_Given data:_
================
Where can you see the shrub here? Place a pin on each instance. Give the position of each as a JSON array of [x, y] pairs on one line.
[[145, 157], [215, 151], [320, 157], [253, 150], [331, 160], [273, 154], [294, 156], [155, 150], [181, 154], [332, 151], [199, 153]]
================
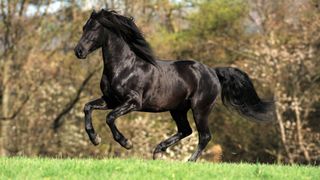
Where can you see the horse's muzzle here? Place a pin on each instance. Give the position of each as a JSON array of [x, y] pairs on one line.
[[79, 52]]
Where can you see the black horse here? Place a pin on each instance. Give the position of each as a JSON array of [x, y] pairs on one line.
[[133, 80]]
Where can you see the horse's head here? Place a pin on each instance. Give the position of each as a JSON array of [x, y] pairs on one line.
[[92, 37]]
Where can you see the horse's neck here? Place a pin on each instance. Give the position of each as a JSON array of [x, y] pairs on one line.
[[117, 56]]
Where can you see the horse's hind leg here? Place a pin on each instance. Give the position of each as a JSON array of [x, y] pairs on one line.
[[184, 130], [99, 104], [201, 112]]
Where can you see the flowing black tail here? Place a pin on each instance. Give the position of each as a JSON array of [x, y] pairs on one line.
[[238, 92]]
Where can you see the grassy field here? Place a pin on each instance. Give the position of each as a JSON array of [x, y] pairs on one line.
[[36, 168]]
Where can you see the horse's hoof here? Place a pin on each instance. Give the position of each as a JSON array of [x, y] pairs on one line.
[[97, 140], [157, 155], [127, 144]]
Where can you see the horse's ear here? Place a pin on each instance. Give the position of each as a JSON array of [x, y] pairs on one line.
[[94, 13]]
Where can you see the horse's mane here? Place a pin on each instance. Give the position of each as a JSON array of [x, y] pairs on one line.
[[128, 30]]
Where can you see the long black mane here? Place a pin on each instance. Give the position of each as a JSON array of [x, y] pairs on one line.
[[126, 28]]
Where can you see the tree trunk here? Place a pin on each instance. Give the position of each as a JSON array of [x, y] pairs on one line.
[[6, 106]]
================
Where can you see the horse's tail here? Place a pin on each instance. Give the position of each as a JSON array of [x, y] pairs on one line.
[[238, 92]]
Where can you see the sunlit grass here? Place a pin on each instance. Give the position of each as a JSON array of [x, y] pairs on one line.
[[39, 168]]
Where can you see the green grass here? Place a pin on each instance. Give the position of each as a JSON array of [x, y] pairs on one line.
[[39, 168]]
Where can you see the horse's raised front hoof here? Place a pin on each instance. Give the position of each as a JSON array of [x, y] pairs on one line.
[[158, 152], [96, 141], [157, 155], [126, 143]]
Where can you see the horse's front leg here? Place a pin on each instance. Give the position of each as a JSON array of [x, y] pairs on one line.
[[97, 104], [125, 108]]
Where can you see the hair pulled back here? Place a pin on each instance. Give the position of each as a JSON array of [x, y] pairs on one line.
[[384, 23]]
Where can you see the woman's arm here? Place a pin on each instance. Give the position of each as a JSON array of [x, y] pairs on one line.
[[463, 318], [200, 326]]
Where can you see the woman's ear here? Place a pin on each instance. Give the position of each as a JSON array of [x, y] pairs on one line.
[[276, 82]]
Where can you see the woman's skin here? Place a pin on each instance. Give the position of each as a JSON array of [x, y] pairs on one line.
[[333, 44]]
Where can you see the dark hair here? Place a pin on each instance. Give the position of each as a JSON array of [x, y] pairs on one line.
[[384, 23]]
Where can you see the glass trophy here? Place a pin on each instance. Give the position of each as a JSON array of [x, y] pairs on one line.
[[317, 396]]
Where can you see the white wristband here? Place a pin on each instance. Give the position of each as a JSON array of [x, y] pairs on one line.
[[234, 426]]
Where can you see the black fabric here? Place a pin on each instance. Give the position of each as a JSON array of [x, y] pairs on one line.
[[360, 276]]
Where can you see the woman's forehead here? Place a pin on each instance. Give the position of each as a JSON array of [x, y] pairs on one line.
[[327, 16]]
================
_Request:_
Format everything from the line that contains "Where can you see the horse's ear" down to the line that contains "[[128, 30]]" as a Markdown table with the columns Number and Line text, leaving out any blank lines.

_Solution to this task:_
| Number | Line text |
|---|---|
| 1 | Where can you see the horse's ear here? Place a pin on each instance. Give the position of each as a JSON array of [x, y] pairs on one line. |
| 2 | [[94, 13]] |
| 3 | Where can you see the horse's mane here? Place a pin on each instance. Give the position of each as a JSON array of [x, y] pairs on one line. |
| 4 | [[128, 30]] |